[Objective]:
Take down each entry exactly as written.

Coordinate labeling data
____
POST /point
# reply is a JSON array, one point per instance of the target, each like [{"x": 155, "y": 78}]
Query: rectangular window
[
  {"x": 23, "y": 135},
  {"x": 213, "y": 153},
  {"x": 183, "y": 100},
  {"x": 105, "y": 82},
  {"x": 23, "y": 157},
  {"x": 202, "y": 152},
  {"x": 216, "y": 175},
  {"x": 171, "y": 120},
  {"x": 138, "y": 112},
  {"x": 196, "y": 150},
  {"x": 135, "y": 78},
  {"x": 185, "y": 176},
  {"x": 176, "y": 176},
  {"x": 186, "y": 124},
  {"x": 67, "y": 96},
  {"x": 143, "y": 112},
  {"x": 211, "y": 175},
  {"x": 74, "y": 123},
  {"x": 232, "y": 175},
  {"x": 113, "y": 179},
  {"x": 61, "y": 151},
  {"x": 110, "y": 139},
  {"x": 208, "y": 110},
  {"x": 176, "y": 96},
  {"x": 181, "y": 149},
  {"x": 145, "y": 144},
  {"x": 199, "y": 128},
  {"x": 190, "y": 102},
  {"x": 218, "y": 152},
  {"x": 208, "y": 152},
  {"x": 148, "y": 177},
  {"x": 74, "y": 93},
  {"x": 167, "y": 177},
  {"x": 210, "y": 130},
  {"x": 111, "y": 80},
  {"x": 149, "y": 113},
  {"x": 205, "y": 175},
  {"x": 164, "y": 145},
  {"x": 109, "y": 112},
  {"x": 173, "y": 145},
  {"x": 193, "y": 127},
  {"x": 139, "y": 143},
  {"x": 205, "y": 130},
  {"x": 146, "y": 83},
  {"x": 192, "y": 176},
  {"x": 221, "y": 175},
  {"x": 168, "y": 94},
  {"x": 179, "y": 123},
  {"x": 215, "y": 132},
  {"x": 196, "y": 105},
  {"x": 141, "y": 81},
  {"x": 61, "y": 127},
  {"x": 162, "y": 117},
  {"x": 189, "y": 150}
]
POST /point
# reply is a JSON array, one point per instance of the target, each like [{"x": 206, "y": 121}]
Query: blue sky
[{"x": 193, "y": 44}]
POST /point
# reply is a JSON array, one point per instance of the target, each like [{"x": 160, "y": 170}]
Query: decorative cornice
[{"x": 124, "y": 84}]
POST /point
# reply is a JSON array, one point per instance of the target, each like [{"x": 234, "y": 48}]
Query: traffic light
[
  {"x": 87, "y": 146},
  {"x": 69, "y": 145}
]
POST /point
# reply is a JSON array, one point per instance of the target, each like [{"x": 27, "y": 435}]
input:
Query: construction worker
____
[Result of the exercise]:
POST /point
# reply is a JSON array, one point per instance of the target, each like [{"x": 155, "y": 78}]
Query: rectangular window
[
  {"x": 23, "y": 135},
  {"x": 213, "y": 153},
  {"x": 183, "y": 100},
  {"x": 105, "y": 82},
  {"x": 23, "y": 157},
  {"x": 202, "y": 152},
  {"x": 216, "y": 175},
  {"x": 171, "y": 120},
  {"x": 138, "y": 112},
  {"x": 196, "y": 150},
  {"x": 135, "y": 78},
  {"x": 185, "y": 176},
  {"x": 176, "y": 176},
  {"x": 186, "y": 124},
  {"x": 67, "y": 96},
  {"x": 143, "y": 112},
  {"x": 211, "y": 175},
  {"x": 74, "y": 123},
  {"x": 232, "y": 175},
  {"x": 113, "y": 179},
  {"x": 61, "y": 151},
  {"x": 110, "y": 139},
  {"x": 208, "y": 110},
  {"x": 176, "y": 96},
  {"x": 181, "y": 149},
  {"x": 145, "y": 144},
  {"x": 199, "y": 128},
  {"x": 190, "y": 102},
  {"x": 218, "y": 152},
  {"x": 208, "y": 152},
  {"x": 148, "y": 177},
  {"x": 74, "y": 93},
  {"x": 167, "y": 177},
  {"x": 210, "y": 130},
  {"x": 111, "y": 80},
  {"x": 149, "y": 113},
  {"x": 205, "y": 175},
  {"x": 164, "y": 145},
  {"x": 109, "y": 112},
  {"x": 173, "y": 145},
  {"x": 193, "y": 127},
  {"x": 139, "y": 143},
  {"x": 205, "y": 130},
  {"x": 146, "y": 83},
  {"x": 192, "y": 176},
  {"x": 221, "y": 175},
  {"x": 168, "y": 94},
  {"x": 179, "y": 123},
  {"x": 215, "y": 132},
  {"x": 196, "y": 105},
  {"x": 141, "y": 81},
  {"x": 61, "y": 127},
  {"x": 162, "y": 117},
  {"x": 189, "y": 150}
]
POST /point
# reply is a JSON array, one point per instance of the target, each like [{"x": 206, "y": 121}]
Query: blue sky
[{"x": 193, "y": 44}]
POST /point
# reply is a JSON array, one point per instance of the target, each like [{"x": 160, "y": 170}]
Query: decorative cornice
[{"x": 124, "y": 84}]
POST /point
# reply is a JSON array, one point per instance of the target, each like [{"x": 234, "y": 48}]
Query: traffic light
[
  {"x": 87, "y": 146},
  {"x": 69, "y": 145}
]
POST /point
# reply is a JSON array, one point per instance of the target, each like [{"x": 27, "y": 435}]
input:
Query: construction worker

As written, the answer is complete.